Author

Arwa Sayyadi

Abstract

Banks have an important role to play in the global transition to a more sustainable planet. Not only are they a powerful agent through their control of the money supply, the projects they finance, and clients they lend, but they also have financial, reputational, and legal motivations to adopt more sustainable practices. Based on the importance of banks as sustainability agents and their motivation to become more sustainable, this study focuses on the sustainability integration process in the banking sector and proposes a measurement for this integration. More specifically, this study has three objectives: To create a diagnostic tool or model that can assess the extent to which a bank has integrated sustainability, to pilot the tool on a sample bank that has attempted to integrate sustainability in Egypt, and to refine the tool based on the pilot conducted in the second objective. The tool has been developed to probe for a set of standards that a bank is suggested to follow to integrate sustainability. The standards were developed from the review of literature which suggested following division for the standards: vision and strategy, core business, culture and leadership, communication, and internal environment. Once the tool was developed and piloted on the Arab African International Bank in Egypt, it was found that the bank was 38.16% sustainable. However, the pilot experience revealed many refinements that should be made to the tool. After these refinements were taken into consideration, the updated, and fairer, score for the bank was found to be 43.64%. The plans and strategies of the bank, which in the bank's case, covered the next three years, were also accounted for in a separate tool, post-refinement, and revealed a score of 54.51%. This means that if the bank were to follow through the strategy it expressed over the next three years, it can become 54.51% sustainable, up from 43.64%. There are charts that complement every score which reveal precisely the breakdown of each score. The purpose of this study is not to suggest a tool as an end product, rather it is to suggest it as a starting point for future studies and practitioners, such as banks and consultants, to build on and adjust. The refinement process undertaken study is also a method this study aims to propose. The details of the tool may vary, but there is at least a skeleton and an approach that has resulted from this study on which future research can rely.

Degree Name

MS in Sustainable Development

Graduation Date

2-1-2018

Submission Date

June 2017

First Advisor

Badran, Mohga

Committee Member 1

Badran, Mohga

Committee Member 2

Abou Zeid, Mohamed

Extent

277 p.

Document Type

Master's Thesis

Rights

The author retains all rights with regard to copyright. The author certifies that written permission from the owner(s) of third-party copyrighted matter included in the thesis, dissertation, paper, or record of study has been obtained. The author further certifies that IRB approval has been obtained for this thesis, or that IRB approval is not necessary for this thesis. Insofar as this thesis, dissertation, paper, or record of study is an educational record as defined in the Family Educational Rights and Privacy Act (FERPA) (20 USC 1232g), the author has granted consent to disclosure of it to anyone who requests a copy.

Institutional Review Board (IRB) Approval

Approval has been obtained for this item

Comments

I would like to firstly express my gratitude to my advisor Dr. Mohga Badran for her continuous time and patience with me, as well as her meticulous and insightful input. I would also like to thank my co-advisor Dr. Mohamed Nagib who always made the time to discuss my thesis and provided me with invaluable advice and recommendations on all aspects of this work. I am highly thankful to the thesis committee, Dr. Salah El Haggar and Ms. Dalia Wahba, whose recommendations and comments helped perfect the thesis and who both added very insightful industry knowledge. Secondly, I would like to thank all the interviewees who agreed to give me their time and insights. As many wished to remain anonymous, I cannot thank them individually, but I am very grateful to each and every person I’ve spoken to in the bank. I would particularly like to thank Mr. Hassan Abdalla and Dr. Dalia Abdel Kader for allowing me to use the bank’s name and enabling me to carry out my interviews across the bank. I would also like to thank the Center for Sustainable Development. I am very grateful for all the help and facilitation provided by Dr. Hani and Muhammad Khaled. Lastly, I would like to thank my parents, specifically my mother, for her endless support, motivation, and tolerance with my hectic schedule and stress over the past period.

Stored items:

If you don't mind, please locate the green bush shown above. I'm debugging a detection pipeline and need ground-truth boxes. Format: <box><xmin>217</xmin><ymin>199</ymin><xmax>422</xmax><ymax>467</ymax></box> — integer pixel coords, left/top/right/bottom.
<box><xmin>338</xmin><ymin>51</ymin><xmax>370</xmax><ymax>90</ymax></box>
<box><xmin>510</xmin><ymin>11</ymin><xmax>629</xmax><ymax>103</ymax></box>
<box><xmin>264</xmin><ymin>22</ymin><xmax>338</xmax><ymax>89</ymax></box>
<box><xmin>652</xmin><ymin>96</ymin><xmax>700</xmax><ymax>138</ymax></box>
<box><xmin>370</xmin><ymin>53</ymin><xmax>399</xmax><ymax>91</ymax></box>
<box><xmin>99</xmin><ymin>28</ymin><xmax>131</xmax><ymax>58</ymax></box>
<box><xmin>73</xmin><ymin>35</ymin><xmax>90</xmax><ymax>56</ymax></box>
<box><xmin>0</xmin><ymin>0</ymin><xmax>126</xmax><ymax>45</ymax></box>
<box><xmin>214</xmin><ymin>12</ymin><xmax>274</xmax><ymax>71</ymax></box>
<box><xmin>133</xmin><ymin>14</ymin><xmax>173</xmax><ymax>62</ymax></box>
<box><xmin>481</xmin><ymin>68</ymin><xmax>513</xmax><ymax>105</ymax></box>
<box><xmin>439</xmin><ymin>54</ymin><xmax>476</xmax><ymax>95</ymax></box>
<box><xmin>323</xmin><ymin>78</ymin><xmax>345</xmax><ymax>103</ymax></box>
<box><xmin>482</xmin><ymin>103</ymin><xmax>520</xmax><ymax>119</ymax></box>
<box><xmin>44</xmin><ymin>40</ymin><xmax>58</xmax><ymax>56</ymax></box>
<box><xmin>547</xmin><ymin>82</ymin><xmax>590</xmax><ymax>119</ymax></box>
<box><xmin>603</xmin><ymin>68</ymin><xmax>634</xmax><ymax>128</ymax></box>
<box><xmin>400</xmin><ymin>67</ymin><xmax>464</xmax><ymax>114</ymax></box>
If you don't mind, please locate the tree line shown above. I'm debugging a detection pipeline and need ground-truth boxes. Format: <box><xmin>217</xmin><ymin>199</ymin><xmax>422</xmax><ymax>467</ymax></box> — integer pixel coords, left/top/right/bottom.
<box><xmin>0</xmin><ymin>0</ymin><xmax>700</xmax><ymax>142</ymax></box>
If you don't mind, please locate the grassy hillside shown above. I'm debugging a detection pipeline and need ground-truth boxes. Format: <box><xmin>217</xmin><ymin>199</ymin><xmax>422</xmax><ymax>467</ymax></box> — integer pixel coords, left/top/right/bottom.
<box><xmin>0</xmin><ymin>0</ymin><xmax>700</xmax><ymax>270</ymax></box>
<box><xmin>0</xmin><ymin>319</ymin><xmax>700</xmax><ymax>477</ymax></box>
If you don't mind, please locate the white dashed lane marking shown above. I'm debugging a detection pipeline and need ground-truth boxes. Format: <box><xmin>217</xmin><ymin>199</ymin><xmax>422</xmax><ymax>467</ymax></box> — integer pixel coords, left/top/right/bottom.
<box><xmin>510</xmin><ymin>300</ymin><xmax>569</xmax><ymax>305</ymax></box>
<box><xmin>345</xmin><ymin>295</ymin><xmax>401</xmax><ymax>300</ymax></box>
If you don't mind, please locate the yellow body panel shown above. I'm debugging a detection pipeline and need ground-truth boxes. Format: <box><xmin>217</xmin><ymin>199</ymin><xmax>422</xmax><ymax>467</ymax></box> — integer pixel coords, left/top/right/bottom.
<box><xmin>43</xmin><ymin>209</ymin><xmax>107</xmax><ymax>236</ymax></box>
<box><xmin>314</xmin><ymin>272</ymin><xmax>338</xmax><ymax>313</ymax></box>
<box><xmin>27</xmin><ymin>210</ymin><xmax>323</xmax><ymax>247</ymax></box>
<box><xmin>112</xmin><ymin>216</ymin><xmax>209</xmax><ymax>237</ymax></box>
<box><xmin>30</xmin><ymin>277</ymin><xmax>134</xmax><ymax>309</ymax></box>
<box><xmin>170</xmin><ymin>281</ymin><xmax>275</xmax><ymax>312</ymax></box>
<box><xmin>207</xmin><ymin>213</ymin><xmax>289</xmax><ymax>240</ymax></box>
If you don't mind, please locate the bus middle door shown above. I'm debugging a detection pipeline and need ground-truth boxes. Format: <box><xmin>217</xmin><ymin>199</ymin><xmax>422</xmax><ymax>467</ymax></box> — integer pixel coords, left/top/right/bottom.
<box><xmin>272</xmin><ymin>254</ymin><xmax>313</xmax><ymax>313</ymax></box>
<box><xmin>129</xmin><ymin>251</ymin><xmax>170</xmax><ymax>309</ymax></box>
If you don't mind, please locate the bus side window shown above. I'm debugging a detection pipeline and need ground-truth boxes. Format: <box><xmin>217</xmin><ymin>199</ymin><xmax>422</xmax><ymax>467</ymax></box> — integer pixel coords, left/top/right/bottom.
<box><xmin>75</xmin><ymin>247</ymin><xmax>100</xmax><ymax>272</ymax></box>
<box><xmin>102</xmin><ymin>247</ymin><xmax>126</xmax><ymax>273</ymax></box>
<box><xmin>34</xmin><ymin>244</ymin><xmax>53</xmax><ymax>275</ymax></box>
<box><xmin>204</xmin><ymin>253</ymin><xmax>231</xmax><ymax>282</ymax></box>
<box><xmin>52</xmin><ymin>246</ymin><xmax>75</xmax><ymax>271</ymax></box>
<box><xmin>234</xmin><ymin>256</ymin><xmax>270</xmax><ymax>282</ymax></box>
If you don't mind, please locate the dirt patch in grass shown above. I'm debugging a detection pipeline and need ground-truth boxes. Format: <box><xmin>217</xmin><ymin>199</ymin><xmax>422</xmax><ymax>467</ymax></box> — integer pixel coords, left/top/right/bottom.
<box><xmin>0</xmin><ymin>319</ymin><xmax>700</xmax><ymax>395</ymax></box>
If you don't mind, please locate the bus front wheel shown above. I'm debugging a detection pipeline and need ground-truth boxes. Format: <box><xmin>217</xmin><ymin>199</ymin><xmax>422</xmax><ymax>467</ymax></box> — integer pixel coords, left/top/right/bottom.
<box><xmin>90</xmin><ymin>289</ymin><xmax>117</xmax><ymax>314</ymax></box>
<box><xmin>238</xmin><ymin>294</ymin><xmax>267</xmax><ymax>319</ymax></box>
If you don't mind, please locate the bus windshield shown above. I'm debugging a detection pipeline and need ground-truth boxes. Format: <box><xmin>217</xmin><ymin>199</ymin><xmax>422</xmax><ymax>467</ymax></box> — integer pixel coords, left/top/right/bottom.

### What you need to do
Reproduce everything from "Abou Zeid, Mohamed" down to "requests a copy." in the thesis page on banking sustainability above.

### Exercise response
Abou Zeid, Mohamed

Extent

277 p.

Document Type

Master's Thesis

Rights

The author retains all rights with regard to copyright. The author certifies that written permission from the owner(s) of third-party copyrighted matter included in the thesis, dissertation, paper, or record of study has been obtained. The author further certifies that IRB approval has been obtained for this thesis, or that IRB approval is not necessary for this thesis. Insofar as this thesis, dissertation, paper, or record of study is an educational record as defined in the Family Educational Rights and Privacy Act (FERPA) (20 USC 1232g), the author has granted consent to disclosure of it to anyone who requests a copy.